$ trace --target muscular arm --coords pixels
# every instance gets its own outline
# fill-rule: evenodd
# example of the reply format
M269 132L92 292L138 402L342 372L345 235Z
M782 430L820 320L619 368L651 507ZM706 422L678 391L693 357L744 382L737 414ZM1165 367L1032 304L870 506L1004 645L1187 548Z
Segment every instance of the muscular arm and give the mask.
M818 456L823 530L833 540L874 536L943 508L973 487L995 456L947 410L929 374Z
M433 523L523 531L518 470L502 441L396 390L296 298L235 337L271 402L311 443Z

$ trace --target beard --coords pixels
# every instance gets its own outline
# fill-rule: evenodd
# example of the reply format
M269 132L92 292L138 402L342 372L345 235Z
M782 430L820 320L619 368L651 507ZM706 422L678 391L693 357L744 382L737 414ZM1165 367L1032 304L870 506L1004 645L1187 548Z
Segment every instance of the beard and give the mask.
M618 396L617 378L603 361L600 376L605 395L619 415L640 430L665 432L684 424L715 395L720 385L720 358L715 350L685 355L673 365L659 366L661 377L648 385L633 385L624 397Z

**What this task involves:**
Every record shown above should be given back exactly.

**Result:**
$ trace --target muscular arm --coords pixels
# every instance gets its own outline
# fill-rule: evenodd
# example of the reply format
M269 132L92 292L138 402L342 372L345 235Z
M782 430L820 320L619 368L651 507ZM706 422L678 391L693 357L744 382L737 414ZM1165 367L1032 304L870 506L1004 645L1187 548Z
Segment every instance of the muscular arm and give the mask.
M818 456L823 530L833 540L874 536L943 508L973 487L995 456L947 410L929 374Z
M433 523L523 531L518 470L502 441L396 390L296 298L235 337L271 402L311 443Z

$ trace --target beard --coords pixels
# every instance gets its own outline
# fill-rule: evenodd
# example of the reply format
M269 132L92 292L138 402L342 372L345 235Z
M782 430L820 320L619 368L651 507ZM706 422L678 391L693 357L744 382L737 414ZM1165 367L1032 304L870 506L1004 645L1187 548Z
Segment every instance of the beard and give the mask.
M618 396L617 378L603 361L600 376L605 395L619 415L640 430L665 432L684 424L715 395L720 385L720 358L715 350L685 355L673 365L659 366L661 377L648 385L633 385L624 397Z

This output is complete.